----- Text excerpt

Now word comes to sites that are getting BILLIONS of pages indexed and using those pages for Google AdSence! And getting the pages indexed in a couple of weeks! And the pages also working for MSN and Yahoo. You have to wonder; I certainly do.
"Check out this site: search of eiqz2q.org — depending which datacentre you hit, you will see between 3.8 and 5.5 BILLION RESULTS. Even worse… the domain is EIGHTEEN DAYS OLD. That’s right, in under 3 weeks, one person has managed to get one domain 5 billion pages indexed in Google. And they are ranking, too. That particular domain has an Alexa ranking of under 7,000. Another domain owned by the same person, t1ps2see.com, has between 1.7 and 2.4 billion indexed pages and an Alexa ranking of under 2,000… after 4 weeks. Coincidentally, the sites also have 3 blocks of Adsense ads on each page. I wonder how much that one person is earning per day with billions and billions of pages indexed and ranking?"
I don’t know if the AdSense ads has anything to do with why both sites got indexed so quickly and so well; maybe it would be good if that issue were distinct from the method which is described here (thanks to this poster)
- •Register a meaningless domain consisting of numbers, letters, and secret symbols.
- •Setup a server to manage all of your domains and subdomains. It will need to be beefy as you will be serving a lot of traffic in a few days.
- •Buy as many article databases as you can. Topic doesn’t matter. You might want to search and replace some i’s and 0’s for corresponding ASCII codes to help you avoid duplicate content.

----------

Description of the task - Can you resume the passage above about domains getting billions of pages indexed, picking up right after its last list item?

----- Entries

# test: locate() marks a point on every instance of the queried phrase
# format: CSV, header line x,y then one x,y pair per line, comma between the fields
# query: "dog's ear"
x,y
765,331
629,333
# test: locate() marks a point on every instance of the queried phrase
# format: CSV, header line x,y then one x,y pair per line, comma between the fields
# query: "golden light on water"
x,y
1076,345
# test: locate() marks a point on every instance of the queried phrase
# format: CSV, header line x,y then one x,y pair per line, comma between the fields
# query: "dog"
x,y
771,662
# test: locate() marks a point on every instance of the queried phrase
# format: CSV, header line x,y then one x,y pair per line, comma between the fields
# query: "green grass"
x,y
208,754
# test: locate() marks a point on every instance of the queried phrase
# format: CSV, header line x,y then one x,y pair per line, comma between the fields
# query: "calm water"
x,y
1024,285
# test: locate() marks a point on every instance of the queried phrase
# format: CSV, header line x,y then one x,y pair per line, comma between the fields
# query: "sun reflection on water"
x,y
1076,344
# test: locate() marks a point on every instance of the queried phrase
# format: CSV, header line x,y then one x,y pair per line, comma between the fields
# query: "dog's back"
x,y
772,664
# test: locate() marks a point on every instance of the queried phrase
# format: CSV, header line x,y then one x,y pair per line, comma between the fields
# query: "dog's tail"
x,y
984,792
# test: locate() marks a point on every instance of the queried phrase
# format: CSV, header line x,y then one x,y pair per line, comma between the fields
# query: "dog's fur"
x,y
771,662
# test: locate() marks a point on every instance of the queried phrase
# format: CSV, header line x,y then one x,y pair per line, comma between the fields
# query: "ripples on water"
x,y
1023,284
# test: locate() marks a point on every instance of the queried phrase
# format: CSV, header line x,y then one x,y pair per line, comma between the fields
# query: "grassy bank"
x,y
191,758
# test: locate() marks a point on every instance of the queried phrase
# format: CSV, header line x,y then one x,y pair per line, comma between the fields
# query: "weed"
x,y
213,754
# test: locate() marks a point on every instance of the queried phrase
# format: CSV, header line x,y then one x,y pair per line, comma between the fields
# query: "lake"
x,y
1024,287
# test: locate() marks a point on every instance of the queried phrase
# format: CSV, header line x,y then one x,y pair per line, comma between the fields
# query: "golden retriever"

----------

Output for this task -
- •Create or buy a common scraper script. You’ll need it to respond with different articles based on what keyword is hit, effectively serving up new content for each subdomain. It should respond to any subdomain query. Your server should be setup to allow all subdomains to be redirected to your main page; there your script sorts out what content to serve. Effectively allowing you to create an infinite number of subdomains with unique content. Now the trick this guy is using involves subdomains of subdomains. So you create a “topical” subdomain such as music.3hid9gw.org and then on that subdomain you create your actual pages of additional sub-subdomains, like: 2152.music.3hid9gw.org. Because each subdomain and each sub-subdomain is considered a new site by Google, you can get past the “1 page indexed per site” delay for new domains. If you don’t get this part, hire someone… according to the Alexa traceback, it looks like Argentina has the right people for the job.
- •Launch your blog comment spam attack. Link to some of your subdomains which are also interlinked.
- •Wait a few weeks… then sit back and enjoy your billions of indexed pages. Be sure to put 3 Adsense or YPN blocks on each page.
The key point is this method provides unique content for each page, something that all my work with our client did not do, even though we thought we were following Google’s instructions, they have other bias that are not so easy to understand, such as a threshold of duplicate content where they don’t index or drop out the pages after they index them - which is probably what is happening to my client.
No doubt, this technique will be filtered out of the index eventually as Google figures out what happened.